Disobedience or Civil Disobedience

Who gets to decide when breaking the rules is OK?

When it comes to rule-breakers and rule enforcers, which side you are on seems to depend on the rule-breaker and the rule. National Review had a predictable response to the video of a school officer throwing a seated girl to the floor.

https://www.youtube.com/watch?v=Br6wGFqz-PI

Most of the response when the video went viral was revulsion. But not at National Review. David French said it clearly:

I keep coming to the same conclusion: This is what happens when a person resists a lawful order from a police officer to move.

The arrested student at Spring Valley High School should have left her seat when her teacher demanded that she leave. She should have left when the administrator made the same demand. She should have left when Fields made his first, polite requests. She had no right to stay. She had no right to end classroom instruction with her defiance. Fields was right to move her, and he did so without hurting her. The fact that the incident didn’t look good on camera doesn’t make his actions wrong.

This has been the general response on the right to nearly all the recently publicized incidents of the police use of force. If law enforcement tells you to do something, and then you don’t do it, it’s OK for the officer to use force, and if you get hurt or killed, it’s your fault for not complying, even if you haven’t committed an offense.

*Recorded data*:
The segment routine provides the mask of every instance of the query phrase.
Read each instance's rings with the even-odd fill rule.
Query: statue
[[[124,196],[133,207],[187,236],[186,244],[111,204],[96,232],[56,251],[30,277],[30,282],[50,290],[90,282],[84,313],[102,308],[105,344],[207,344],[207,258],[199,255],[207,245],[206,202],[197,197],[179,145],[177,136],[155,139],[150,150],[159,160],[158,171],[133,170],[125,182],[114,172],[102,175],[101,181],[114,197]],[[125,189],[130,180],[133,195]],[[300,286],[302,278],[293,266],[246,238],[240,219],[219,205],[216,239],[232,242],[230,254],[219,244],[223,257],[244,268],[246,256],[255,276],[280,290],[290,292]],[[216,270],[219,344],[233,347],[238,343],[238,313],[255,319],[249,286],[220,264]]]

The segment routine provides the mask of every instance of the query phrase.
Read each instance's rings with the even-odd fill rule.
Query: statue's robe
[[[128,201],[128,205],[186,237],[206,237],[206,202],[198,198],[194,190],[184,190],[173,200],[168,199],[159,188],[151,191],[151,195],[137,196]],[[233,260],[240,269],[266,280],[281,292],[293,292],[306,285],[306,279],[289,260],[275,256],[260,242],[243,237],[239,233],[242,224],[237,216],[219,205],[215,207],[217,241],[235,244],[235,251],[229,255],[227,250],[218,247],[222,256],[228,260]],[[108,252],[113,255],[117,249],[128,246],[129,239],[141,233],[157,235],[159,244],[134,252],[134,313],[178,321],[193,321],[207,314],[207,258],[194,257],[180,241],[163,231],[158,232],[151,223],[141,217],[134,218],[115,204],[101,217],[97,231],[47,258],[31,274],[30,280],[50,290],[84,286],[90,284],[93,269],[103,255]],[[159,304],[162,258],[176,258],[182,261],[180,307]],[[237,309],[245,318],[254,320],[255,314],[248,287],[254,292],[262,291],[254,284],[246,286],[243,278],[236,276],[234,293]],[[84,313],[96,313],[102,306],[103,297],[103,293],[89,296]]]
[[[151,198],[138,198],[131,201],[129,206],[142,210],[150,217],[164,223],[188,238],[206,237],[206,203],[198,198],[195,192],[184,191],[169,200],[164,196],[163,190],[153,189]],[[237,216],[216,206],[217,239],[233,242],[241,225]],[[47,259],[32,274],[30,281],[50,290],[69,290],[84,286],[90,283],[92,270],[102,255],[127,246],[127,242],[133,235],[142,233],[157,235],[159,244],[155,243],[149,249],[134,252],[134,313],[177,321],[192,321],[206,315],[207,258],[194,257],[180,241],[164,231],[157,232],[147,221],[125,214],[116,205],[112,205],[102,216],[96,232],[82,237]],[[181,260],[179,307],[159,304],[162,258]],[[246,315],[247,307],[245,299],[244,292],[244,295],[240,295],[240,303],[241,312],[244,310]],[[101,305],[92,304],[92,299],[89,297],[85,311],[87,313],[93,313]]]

...

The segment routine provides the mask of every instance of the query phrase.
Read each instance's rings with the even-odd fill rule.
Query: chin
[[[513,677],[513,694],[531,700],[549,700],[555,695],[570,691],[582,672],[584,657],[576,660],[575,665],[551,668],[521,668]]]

*What you need to do*:
[a] Answer these questions from the text on civil disobedience, one per line:
(i) Which publication had a predictable response to the video?
(ii) Who is named as saying it clearly at that publication?
(iii) What school did the arrested student attend?
[b] From the text on civil disobedience, retype the stretch from "Most of the" through "his actions wrong.".

*Results of the tasks*:
[a]
(i) National Review
(ii) David French
(iii) Spring Valley High School

[b]
Most of the response when the video went viral was revulsion. But not at National Review. David French said it clearly:

I keep coming to the same conclusion: This is what happens when a person resists a lawful order from a police officer to move.

The arrested student at Spring Valley High School should have left her seat when her teacher demanded that she leave. She should have left when the administrator made the same demand. She should have left when Fields made his first, polite requests. She had no right to stay. She had no right to end classroom instruction with her defiance. Fields was right to move her, and he did so without hurting her. The fact that the incident didn’t look good on camera doesn’t make his actions wrong.